* Brief *
The answer should be each line of the records that contains the word "cornice"; please copy them all.

--------------------------------

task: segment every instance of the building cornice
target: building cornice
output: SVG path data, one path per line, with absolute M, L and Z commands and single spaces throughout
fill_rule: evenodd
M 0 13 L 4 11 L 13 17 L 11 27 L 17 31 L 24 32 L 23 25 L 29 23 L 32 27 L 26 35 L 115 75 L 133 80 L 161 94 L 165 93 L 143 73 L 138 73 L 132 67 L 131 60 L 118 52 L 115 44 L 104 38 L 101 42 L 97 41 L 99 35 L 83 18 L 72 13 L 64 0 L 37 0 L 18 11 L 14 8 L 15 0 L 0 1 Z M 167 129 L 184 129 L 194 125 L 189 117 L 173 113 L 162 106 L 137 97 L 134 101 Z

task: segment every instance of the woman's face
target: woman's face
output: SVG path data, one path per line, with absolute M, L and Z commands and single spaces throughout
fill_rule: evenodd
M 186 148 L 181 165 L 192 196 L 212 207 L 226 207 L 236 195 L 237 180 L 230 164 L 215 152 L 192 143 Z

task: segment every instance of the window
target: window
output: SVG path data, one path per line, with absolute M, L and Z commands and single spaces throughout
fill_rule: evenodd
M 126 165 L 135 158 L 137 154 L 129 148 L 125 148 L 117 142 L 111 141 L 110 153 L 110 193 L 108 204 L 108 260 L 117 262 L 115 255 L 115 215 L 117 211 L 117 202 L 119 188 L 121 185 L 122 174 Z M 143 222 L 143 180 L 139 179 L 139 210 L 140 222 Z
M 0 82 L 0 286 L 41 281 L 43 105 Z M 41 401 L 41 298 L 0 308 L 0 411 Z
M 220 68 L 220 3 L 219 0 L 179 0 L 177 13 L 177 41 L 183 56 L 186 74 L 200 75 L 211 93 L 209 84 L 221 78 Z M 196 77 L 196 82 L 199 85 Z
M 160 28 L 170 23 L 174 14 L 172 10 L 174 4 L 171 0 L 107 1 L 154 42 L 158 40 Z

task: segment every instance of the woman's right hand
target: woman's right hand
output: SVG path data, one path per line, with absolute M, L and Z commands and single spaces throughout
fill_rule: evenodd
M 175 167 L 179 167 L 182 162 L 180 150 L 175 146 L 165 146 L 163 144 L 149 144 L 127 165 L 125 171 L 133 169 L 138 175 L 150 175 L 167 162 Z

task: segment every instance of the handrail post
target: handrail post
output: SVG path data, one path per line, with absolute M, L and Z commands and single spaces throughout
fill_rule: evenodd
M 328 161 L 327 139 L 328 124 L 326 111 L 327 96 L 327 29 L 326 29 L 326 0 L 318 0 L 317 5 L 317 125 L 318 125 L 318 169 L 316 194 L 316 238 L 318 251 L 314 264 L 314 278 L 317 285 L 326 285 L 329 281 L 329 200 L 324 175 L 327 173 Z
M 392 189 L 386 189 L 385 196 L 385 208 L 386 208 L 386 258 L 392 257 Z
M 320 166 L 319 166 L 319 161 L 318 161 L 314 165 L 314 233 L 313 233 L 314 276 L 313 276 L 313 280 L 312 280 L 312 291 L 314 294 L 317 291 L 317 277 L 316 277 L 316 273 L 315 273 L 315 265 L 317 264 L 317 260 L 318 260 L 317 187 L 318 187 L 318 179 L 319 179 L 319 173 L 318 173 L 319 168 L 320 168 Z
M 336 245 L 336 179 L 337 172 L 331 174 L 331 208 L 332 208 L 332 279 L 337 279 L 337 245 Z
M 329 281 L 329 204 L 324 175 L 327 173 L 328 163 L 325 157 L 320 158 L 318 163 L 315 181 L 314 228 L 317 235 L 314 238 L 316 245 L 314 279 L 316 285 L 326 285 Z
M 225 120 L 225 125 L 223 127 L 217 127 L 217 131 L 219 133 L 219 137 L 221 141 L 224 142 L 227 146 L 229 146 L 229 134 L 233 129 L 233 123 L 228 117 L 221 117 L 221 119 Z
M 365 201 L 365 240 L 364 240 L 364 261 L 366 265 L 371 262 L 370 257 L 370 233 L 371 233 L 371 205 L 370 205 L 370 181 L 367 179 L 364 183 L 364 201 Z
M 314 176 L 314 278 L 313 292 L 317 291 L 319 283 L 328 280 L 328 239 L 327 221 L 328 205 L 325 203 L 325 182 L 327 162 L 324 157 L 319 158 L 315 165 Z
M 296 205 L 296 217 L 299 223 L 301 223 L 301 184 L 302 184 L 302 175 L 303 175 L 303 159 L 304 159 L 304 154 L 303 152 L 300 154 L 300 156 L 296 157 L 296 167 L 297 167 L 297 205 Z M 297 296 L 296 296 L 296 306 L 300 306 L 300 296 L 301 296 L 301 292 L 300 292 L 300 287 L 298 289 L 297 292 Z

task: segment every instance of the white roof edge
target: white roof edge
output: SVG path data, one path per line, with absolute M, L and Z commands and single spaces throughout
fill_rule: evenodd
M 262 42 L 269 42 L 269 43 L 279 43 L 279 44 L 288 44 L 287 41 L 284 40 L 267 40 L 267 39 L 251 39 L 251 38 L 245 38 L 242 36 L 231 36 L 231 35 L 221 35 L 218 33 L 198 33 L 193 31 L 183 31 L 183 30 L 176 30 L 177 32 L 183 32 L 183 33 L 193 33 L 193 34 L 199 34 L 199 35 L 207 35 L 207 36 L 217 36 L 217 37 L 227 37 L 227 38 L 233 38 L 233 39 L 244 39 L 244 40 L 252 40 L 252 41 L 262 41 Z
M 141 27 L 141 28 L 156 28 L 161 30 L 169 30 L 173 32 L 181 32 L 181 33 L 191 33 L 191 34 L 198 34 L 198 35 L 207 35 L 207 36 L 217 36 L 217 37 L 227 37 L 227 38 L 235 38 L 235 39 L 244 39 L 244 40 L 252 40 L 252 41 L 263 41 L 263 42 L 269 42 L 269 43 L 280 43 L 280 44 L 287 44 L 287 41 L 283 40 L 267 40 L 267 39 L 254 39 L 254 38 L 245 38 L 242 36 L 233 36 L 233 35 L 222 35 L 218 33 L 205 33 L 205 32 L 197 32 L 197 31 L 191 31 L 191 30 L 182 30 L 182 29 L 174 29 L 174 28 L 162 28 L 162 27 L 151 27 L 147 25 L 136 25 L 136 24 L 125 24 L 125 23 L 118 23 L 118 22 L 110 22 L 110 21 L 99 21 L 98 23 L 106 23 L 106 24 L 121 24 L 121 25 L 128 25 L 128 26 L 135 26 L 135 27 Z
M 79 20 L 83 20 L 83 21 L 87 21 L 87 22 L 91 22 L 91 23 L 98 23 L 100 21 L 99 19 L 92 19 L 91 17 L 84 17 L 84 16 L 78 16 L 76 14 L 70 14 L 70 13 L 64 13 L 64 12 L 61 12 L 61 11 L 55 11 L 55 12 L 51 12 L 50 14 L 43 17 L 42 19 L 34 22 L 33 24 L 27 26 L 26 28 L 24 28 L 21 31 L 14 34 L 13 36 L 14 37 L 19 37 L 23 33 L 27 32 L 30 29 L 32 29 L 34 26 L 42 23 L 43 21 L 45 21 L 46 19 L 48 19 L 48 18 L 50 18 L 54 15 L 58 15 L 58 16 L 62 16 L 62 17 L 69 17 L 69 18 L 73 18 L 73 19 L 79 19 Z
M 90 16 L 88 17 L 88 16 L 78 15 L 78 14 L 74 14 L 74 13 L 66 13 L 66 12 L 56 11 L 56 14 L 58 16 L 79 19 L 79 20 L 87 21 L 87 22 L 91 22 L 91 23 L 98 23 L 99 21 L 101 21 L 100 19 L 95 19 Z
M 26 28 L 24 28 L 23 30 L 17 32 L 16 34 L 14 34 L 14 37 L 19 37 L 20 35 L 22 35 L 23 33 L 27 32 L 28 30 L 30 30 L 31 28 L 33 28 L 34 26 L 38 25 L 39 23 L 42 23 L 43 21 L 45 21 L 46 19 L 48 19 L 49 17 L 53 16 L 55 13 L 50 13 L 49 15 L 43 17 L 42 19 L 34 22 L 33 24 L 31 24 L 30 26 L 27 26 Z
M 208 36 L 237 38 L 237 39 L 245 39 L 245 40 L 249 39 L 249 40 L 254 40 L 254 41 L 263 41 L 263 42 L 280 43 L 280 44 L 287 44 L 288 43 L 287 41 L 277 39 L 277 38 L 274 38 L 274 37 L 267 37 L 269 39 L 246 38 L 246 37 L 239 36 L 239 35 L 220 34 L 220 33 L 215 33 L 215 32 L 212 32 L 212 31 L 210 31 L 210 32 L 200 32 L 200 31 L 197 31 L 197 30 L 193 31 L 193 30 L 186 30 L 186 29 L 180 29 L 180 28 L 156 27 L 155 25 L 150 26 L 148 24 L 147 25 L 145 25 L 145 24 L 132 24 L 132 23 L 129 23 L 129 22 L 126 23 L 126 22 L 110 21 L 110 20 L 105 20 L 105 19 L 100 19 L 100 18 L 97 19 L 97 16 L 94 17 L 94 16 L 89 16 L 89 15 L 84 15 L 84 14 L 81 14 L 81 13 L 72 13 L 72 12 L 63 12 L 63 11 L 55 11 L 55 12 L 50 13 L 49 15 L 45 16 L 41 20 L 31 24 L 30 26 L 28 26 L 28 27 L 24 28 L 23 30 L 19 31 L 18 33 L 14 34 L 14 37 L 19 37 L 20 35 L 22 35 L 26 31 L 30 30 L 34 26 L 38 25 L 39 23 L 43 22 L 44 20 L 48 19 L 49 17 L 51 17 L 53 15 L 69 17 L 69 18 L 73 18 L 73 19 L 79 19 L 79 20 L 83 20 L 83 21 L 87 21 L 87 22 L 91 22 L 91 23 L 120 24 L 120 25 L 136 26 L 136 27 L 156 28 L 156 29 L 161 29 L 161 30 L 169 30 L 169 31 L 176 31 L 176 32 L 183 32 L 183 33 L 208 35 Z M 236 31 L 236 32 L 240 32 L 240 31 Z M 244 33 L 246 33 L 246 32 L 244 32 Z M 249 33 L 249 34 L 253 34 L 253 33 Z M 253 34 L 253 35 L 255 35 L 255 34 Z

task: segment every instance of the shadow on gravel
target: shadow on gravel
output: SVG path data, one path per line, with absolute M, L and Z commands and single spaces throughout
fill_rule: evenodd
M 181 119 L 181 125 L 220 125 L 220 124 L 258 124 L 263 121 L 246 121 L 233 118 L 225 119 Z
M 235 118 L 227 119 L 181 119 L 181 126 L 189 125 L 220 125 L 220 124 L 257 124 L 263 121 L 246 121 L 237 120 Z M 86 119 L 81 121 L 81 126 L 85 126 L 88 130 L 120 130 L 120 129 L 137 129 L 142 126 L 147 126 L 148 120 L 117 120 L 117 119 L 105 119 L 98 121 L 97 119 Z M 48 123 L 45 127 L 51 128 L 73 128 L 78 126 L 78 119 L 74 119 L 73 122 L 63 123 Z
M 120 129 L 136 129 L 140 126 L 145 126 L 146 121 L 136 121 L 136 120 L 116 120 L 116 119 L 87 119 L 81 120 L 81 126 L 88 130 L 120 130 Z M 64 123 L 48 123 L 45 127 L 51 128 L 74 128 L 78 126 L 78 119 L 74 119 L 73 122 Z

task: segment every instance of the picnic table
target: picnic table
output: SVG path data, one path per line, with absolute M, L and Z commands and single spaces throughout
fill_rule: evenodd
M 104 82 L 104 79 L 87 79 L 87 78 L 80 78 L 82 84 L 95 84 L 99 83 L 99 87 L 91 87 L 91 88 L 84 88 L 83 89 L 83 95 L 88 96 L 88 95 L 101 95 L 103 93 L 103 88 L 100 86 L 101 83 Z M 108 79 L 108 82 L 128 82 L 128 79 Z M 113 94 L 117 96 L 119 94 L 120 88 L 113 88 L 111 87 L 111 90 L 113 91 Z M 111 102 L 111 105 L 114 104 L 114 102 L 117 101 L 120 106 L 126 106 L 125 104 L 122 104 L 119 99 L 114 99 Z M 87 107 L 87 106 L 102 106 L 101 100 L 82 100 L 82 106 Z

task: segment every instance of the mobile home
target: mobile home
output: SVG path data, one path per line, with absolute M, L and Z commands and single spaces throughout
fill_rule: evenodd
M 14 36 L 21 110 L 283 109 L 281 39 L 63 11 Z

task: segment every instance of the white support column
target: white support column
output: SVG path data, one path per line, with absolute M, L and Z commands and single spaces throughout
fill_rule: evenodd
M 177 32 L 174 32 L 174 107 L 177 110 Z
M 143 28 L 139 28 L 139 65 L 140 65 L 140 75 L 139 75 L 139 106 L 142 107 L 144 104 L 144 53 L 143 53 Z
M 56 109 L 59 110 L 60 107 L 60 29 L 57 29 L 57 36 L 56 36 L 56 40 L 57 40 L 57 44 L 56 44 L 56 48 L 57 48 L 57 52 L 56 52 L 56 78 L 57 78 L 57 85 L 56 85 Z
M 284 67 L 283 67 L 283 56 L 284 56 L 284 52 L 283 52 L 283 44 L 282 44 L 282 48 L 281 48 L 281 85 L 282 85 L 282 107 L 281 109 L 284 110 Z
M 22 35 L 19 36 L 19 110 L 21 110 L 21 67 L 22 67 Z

--------------------------------

* Result for this exercise *
task: segment every instance of the building cornice
target: building cornice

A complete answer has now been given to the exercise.